— STATED GOAL —
Retype, without alteration, each line from the line containing "Point to the row" to the final line of the records.

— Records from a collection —
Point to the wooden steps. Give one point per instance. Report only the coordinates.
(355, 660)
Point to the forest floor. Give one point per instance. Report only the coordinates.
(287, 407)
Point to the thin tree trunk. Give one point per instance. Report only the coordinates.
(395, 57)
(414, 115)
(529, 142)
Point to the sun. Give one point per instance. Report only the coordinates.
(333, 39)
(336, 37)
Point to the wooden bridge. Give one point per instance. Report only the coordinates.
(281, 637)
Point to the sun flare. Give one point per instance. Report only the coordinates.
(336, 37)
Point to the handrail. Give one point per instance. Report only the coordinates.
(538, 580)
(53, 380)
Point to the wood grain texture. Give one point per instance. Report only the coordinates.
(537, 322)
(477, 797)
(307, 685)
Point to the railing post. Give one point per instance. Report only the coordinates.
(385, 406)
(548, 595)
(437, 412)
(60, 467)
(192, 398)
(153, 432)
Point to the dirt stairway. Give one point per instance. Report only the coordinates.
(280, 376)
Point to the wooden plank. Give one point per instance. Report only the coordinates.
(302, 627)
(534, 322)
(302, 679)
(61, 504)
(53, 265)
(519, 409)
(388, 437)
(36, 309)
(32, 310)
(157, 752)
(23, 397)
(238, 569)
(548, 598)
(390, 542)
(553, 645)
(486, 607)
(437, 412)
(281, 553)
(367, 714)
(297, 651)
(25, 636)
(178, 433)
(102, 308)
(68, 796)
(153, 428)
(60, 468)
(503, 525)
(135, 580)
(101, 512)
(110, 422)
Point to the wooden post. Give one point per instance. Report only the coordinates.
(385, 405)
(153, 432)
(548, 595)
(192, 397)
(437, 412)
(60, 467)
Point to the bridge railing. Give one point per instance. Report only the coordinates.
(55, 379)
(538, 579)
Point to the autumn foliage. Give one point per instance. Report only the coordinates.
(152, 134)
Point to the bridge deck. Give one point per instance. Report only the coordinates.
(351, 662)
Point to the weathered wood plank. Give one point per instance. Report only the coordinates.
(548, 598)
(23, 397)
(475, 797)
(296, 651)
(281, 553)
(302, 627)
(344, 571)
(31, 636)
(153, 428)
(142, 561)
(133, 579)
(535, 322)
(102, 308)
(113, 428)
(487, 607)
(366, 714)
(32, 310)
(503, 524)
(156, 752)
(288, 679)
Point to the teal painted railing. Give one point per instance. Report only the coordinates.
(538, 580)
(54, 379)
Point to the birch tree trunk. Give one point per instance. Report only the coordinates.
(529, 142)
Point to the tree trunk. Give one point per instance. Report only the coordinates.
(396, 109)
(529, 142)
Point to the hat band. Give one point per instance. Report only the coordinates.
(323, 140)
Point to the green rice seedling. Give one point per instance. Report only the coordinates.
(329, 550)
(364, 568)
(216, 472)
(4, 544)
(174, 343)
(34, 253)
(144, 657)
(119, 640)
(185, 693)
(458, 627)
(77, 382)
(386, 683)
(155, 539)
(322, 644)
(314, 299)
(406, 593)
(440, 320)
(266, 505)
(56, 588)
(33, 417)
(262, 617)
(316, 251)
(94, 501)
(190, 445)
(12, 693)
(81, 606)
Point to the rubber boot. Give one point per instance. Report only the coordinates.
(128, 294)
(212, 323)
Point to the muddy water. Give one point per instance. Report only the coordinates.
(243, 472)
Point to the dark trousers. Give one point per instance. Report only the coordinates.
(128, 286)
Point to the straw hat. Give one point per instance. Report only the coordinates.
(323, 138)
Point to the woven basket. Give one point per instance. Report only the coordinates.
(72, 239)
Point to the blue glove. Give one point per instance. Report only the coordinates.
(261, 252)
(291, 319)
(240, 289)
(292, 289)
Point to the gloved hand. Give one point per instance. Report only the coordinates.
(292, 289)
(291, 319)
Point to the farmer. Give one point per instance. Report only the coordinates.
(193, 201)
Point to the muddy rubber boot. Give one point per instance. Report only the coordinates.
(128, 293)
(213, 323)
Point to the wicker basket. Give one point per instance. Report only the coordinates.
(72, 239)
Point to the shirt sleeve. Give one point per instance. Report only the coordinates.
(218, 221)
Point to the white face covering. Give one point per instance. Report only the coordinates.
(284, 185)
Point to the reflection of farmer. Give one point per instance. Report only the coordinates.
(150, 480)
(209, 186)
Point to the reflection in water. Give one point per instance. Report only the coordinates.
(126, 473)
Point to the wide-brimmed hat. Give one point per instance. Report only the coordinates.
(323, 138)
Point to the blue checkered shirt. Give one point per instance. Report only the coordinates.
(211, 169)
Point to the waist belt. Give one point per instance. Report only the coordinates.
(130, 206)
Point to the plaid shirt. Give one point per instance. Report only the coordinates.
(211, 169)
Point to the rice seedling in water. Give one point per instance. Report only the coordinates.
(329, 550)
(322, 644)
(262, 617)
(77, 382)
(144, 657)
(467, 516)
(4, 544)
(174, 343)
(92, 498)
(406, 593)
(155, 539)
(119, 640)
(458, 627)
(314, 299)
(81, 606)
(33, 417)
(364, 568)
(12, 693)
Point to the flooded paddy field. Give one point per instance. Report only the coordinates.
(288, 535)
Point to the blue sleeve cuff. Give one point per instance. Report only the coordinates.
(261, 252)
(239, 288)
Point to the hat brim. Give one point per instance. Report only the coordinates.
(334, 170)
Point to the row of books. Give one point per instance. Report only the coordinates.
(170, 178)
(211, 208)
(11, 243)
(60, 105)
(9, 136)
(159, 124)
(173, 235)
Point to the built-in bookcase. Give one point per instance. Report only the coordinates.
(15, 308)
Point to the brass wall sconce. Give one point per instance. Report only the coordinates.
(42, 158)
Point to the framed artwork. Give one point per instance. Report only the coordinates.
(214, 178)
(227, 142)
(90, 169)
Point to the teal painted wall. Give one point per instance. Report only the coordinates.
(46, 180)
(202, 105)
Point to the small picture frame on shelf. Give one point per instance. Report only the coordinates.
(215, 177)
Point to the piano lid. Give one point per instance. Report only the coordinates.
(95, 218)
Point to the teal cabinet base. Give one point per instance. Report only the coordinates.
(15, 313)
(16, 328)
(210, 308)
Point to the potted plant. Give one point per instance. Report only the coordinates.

— WRITTEN SOLUTION —
Point to the row of books. Give one point per instance. Report only the coordinates.
(170, 178)
(211, 208)
(11, 243)
(60, 105)
(9, 136)
(159, 124)
(173, 235)
Point to the built-in bookcase. Give one point per instance. Report only the coordinates.
(15, 308)
Point to the brass wall sconce. Give one point per instance. Report only the coordinates.
(42, 158)
Point to the framed artwork. Give one point per instance. Report only the coordinates.
(214, 178)
(227, 142)
(90, 169)
Point to the teal painted wall. Give one point per instance. Report only the coordinates.
(46, 180)
(202, 105)
Point to the small picture frame on shelf. Give one point per instance. Report only the coordinates.
(215, 177)
Point to the piano lid. Give one point per instance. Report only the coordinates.
(95, 218)
Point to the teal cabinet base. Give one point per instance. Report only the coordinates.
(15, 313)
(16, 328)
(210, 308)
Point to the potted plant. Give one point per instance. Report only the coordinates.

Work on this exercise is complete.